▸ PROMPT
Rewrite the project description starting with "Dr. Félix Krawatzek" and going on through "(University of Greifswald)", with "cooperation" changed to "collaboration".

▸ EXTRACTED TEXT
Dr. Félix Krawatzek
in cooperation with Dr. Gregor Feindt (Leibniz Institute of European History, Mainz), Dr. Friedemann Pestel (Albert-Ludwigs-Universität Freiburg), Dr. Rieke Trimçev (University of Greifswald)
The current crisis of the EU has fundamentally challenged how ‘Europe’ is being imagined. What citizens, politicians and scholars expect from Europe has shifted drastically with the refugee crisis, the ongoing economic and financial instability, Brexit, and the rise of populism. Yet, there is little awareness of what ‘Europe’ has come to mean over time, by different actors, and within and across countries. This project studies the ideas of Europe through the multi-faceted debates on ‘European Memory’ which have underpinned the European project since the 1990s and provided a crucial normative background for political and economic integration. Today’s diagnoses of crisis as well as claims on Europe’s further development bring forward competing, and at times contradictory images of a European past in order to make claims about Europe’s future.

▸ Natural-language object grounding data
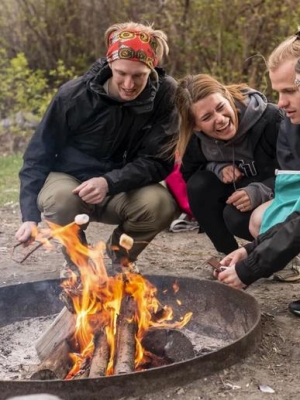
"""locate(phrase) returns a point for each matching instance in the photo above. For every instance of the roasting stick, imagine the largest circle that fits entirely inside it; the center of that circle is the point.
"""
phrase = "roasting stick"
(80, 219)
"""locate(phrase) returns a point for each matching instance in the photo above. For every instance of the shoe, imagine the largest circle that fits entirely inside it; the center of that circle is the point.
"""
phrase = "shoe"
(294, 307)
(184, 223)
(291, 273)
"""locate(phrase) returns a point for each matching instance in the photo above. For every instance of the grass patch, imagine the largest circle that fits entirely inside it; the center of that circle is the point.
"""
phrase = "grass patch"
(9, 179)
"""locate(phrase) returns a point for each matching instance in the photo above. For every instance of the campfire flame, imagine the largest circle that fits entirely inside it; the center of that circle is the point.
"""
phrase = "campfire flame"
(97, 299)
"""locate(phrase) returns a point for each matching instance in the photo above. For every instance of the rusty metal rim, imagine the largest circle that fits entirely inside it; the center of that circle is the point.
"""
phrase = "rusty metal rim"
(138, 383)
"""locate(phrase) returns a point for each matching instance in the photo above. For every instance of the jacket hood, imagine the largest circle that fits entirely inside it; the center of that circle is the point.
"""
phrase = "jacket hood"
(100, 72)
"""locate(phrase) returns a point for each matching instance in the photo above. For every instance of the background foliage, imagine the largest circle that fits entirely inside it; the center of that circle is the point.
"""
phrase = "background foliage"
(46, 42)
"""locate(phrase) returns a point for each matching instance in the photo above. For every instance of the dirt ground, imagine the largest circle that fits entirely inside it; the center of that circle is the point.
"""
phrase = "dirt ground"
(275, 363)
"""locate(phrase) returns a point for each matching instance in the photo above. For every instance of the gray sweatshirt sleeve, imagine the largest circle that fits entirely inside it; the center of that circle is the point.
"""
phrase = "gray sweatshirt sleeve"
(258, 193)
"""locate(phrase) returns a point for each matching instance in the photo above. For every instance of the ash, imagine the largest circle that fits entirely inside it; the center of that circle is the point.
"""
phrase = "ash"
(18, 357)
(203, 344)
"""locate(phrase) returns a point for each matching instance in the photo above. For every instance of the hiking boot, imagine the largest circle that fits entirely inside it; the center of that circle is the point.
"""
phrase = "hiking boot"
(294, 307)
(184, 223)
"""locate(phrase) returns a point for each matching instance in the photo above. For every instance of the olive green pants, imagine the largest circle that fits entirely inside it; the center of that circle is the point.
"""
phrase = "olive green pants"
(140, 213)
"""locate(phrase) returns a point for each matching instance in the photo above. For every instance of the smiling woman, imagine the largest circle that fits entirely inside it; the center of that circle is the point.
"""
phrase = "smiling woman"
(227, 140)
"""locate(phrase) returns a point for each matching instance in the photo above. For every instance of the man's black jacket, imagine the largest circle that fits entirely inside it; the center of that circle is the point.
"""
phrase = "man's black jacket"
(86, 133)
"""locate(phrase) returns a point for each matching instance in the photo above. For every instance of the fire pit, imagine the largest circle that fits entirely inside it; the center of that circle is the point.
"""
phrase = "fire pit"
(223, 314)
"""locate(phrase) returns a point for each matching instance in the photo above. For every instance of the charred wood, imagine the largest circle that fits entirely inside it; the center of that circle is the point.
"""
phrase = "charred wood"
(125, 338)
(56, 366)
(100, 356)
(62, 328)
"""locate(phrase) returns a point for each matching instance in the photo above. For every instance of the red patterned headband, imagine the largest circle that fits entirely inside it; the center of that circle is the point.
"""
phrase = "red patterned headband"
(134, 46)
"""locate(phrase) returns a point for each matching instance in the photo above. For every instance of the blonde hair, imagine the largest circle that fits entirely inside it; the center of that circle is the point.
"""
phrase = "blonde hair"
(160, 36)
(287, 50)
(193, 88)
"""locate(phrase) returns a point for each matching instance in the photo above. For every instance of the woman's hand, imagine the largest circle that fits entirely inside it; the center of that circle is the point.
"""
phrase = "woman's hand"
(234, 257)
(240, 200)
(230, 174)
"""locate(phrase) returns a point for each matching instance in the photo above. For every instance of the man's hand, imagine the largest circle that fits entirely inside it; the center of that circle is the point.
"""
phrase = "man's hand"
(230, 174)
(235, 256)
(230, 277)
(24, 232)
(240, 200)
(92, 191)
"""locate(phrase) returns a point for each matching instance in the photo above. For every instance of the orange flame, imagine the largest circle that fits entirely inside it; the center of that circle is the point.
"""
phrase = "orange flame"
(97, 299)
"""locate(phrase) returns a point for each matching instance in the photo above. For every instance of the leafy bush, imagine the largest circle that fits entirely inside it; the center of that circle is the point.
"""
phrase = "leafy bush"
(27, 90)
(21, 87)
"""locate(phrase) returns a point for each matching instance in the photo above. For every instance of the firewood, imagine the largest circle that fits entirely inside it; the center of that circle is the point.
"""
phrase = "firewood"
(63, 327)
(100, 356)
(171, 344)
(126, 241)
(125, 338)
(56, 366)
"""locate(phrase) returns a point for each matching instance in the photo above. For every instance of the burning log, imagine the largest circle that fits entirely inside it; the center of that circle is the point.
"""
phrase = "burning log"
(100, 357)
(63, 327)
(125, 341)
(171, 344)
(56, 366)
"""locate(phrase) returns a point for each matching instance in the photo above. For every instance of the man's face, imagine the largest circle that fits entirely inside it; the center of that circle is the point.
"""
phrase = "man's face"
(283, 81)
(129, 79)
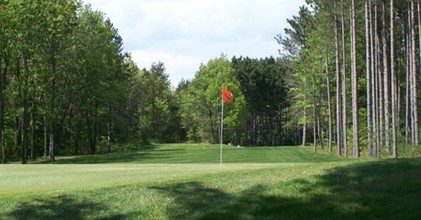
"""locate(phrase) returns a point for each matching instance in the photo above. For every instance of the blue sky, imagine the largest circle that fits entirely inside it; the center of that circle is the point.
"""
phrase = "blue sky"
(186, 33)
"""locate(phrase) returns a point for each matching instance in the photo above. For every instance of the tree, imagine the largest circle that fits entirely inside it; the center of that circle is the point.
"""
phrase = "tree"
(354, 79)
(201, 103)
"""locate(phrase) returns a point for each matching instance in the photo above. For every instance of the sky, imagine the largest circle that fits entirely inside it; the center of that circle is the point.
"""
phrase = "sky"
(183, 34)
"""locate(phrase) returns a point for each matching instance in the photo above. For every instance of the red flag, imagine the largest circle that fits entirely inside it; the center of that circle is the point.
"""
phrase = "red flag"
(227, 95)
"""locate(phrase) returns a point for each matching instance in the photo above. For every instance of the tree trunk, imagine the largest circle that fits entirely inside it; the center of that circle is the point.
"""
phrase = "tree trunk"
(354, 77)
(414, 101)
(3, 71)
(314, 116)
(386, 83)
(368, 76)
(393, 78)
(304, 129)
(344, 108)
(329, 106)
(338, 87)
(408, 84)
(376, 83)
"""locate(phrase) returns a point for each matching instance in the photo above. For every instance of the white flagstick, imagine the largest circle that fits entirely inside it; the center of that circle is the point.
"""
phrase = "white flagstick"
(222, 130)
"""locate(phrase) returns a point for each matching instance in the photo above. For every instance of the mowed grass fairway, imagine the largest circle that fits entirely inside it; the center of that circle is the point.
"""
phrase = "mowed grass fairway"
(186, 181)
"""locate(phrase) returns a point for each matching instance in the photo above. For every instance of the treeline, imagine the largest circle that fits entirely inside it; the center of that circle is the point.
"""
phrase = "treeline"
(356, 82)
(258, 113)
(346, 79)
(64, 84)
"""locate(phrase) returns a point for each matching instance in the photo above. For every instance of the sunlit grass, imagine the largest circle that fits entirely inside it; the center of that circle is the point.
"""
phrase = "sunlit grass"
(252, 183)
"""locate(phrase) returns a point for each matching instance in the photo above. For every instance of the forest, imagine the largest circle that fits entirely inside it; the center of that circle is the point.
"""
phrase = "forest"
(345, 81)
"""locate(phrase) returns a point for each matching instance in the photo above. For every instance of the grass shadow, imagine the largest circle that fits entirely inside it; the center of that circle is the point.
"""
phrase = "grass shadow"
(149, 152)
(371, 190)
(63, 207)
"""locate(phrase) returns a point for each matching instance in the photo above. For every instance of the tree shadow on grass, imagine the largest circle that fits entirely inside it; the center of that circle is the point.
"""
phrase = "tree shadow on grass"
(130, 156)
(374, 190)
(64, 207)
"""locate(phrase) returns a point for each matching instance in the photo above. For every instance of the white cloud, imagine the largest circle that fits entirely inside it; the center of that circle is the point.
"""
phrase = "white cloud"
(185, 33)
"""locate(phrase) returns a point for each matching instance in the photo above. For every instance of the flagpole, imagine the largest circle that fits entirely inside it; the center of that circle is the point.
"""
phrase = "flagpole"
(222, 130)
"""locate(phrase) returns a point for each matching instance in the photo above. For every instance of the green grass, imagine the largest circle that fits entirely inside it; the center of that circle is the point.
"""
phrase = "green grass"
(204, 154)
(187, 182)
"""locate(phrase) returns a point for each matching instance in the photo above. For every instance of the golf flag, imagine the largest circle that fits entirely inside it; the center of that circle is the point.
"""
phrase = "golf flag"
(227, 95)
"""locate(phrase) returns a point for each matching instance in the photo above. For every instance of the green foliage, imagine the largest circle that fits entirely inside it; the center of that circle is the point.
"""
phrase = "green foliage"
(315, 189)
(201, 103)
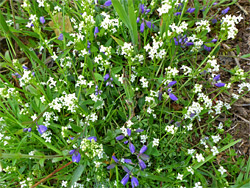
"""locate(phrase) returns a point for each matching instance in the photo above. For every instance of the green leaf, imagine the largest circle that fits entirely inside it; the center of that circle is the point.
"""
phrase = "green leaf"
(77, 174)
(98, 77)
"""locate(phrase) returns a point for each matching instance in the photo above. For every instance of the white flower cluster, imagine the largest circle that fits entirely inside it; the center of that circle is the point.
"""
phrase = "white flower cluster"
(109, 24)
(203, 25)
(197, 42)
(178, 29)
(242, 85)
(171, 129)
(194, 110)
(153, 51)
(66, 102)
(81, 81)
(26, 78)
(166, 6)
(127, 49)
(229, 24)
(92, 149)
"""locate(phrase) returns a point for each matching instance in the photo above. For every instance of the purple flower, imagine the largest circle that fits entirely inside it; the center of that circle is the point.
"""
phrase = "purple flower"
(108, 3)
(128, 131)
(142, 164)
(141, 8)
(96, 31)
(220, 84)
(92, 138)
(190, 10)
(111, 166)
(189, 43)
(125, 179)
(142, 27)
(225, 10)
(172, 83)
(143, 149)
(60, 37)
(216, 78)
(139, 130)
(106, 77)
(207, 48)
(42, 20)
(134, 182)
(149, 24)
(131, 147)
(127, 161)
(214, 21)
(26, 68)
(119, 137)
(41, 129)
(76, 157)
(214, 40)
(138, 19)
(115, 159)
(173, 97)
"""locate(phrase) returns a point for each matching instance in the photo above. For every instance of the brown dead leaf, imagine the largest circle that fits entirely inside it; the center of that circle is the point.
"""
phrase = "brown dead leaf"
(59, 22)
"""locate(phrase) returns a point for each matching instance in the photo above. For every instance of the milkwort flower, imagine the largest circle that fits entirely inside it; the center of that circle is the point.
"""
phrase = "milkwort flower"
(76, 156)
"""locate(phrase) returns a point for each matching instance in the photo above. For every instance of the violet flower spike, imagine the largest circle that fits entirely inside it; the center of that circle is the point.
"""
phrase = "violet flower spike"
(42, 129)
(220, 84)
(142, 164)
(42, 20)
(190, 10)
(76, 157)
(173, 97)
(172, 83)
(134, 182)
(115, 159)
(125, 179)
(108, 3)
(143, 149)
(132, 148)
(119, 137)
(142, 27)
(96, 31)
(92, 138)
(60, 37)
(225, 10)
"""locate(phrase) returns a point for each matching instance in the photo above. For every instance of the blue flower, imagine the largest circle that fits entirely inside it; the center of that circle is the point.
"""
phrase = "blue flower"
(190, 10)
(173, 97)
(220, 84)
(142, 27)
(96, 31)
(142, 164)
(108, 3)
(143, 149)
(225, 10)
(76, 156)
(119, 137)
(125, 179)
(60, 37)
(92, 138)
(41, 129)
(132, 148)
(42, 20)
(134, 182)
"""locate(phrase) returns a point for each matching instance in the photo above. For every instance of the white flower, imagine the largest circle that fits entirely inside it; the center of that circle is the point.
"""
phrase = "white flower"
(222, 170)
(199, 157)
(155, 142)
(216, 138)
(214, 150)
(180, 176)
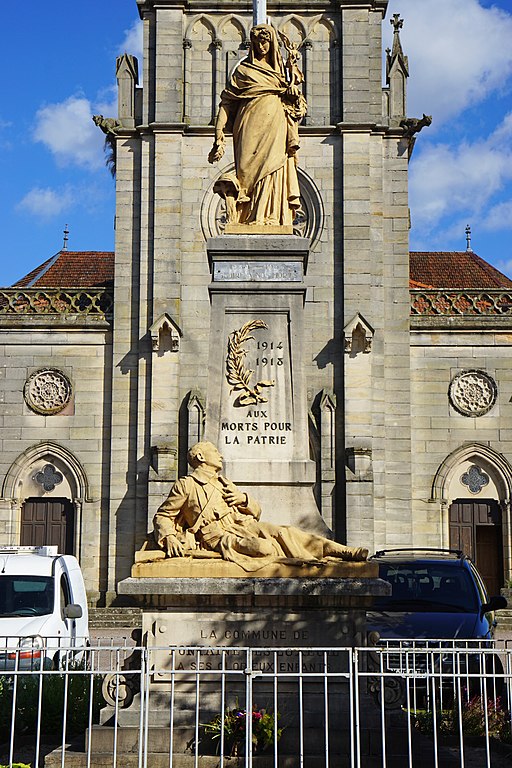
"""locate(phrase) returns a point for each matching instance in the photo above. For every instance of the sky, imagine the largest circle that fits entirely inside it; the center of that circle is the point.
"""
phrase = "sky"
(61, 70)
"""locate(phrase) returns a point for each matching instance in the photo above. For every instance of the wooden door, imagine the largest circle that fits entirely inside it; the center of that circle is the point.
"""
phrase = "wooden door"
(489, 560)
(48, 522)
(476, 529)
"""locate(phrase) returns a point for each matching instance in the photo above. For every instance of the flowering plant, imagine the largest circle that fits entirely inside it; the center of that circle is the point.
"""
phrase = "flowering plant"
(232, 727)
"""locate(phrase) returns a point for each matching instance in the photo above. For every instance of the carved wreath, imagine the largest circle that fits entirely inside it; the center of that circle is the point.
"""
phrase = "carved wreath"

▸ OUTPUT OF THE EXERCISE
Dr. Félix Krawatzek
in collaboration with Dr. Gregor Feindt (Leibniz Institute of European History, Mainz), Dr. Friedemann Pestel (Albert-Ludwigs-Universität Freiburg), Dr. Rieke Trimçev (University of Greifswald)